**TEXT BLOCK**
•••••

1)  Humility emphasizes true objectivity and a lack of arrogance.

2)  This includes authority orientation, which means respect for the authority of God the Father and the authority of Jesus Christ, and the Word of God which is the mind of Christ.

3)  Humility is teachability. Psalm 25:8-9 NASB "Good and upright is the LORD; Therefore He instructs sinners in the way. He leads the humble in justice, And He teaches the humble His way." Without humility one cannot learn the plan of God and the purposes of God, and when a believer acts on arrogance he makes himself an enemy of God and antagonistic to the plan of God.

4)  Every believer has the opportunity to learn Bible doctrine on the basis of the filling of the Holy Spirit and humility. Humility is what keeps the person in the status of teachability.

5)  Teachability recognizes two things: the authority of the teacher and the content of the message. 

 

James 1:22 NASB "But prove yourselves doers of the word, and not merely hearers who delude themselves." This is a verse that has been yanked out of context, misinterpreted, misapplied, and used as a proof text for legalism. This is a bad translation initially, it does not say "prove yourselves" anything. It begins with the Greek imperative from the verb GINOMAI [ginomai] which means to be, to become, to come into existence, to happen, to become something. So let's translate that "become." Because it is a second person plural imperative it is "you all become." Parsing the verb: it is a present imperative. The present is a customary present, which means it emphasizes the continuousness of an action that may or may not have already been in progress. So they may or may not have already been doing this, and it is addressed to every believer that whether or not you have been doing this, if you have keep doing it, if you haven't start doing it. That is the emphasis of the present tense. The present imperative emphasizes a general mandate for the development of the spiritual life and a Christ-like character. So this has to do with becoming something, something that you were not originally. The middle voice emphasizes the fact that this must be done from your own volition. That means it is a moment-by-moment decision to continue to do this. The imperative of command emphasizes again authority orientation, that God has the authority to dictate what we do and how we live in our lives. So it begins with the particle DE [de], which should be translated here either "and" or "then," it is not a contrast; "you all become," and then the important word, "doers," and it is not really doers here at all.

•••••

**RECORDED DATA**

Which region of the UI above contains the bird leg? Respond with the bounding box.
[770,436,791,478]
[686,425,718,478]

•••••

**EXERCISE TASKS**
1/ Name each authority that, according to the commentary on humility and James 1:22, authority orientation means respecting.
2/ In the commentary on humility and James 1:22, what two things does teachability recognize?
3/ Extend the commentary on humility and James 1:22, beginning after its final sentence.
The listing comes from a different source than the commentary on humility and James 1:22.

**EXERCISE RESULTS**
1/ God the Father, Jesus Christ, and the Word of God

2/ Teachability recognizes the authority of the teacher and the content of the message.

3/
 

The word is POIETES [poihthj]. It is a masculine plural nominative plus the genitive of LOGOS [logoj] which stands for the Word of God. To understand this we have to first understand the significance of the genitive. It is a genitive of production, which means that it is the Word here in the genitive which produces the action of the main noun. So it is the LOGOS of God that produces the doer. POIETES is often taken to mean some kind of program in the church, that you need to start doing things for God, you need to work in the Sunday school, you need to go out and start witnessing, and you need to start doing all of these things. It is normally taken as some kind of overt activity in the Christian life, but that is absolutely wrong. The average pastor out there is going to teach that the way you grow in the spiritual life is through prayer, witnessing, giving, doing all kinds of things around the local church. But that is not what the Bible says. The Bible says that all of these things are the result of something else. It is the result of an inner transformation that comes from the Word of God. What has to have priority is learning the Word of God, studying the Word of God. That is the priority; that is the cause and effect, and most people out there are trying to produce the effect without the cause. If there is no transformation from the Word of God transforming the mentality of the soul, then everything else is pure superficiality and has nothing to do with true Christianity. It is just works. This does not mean go out and do, do, do for Jesus. What it means is to apply the Word of God.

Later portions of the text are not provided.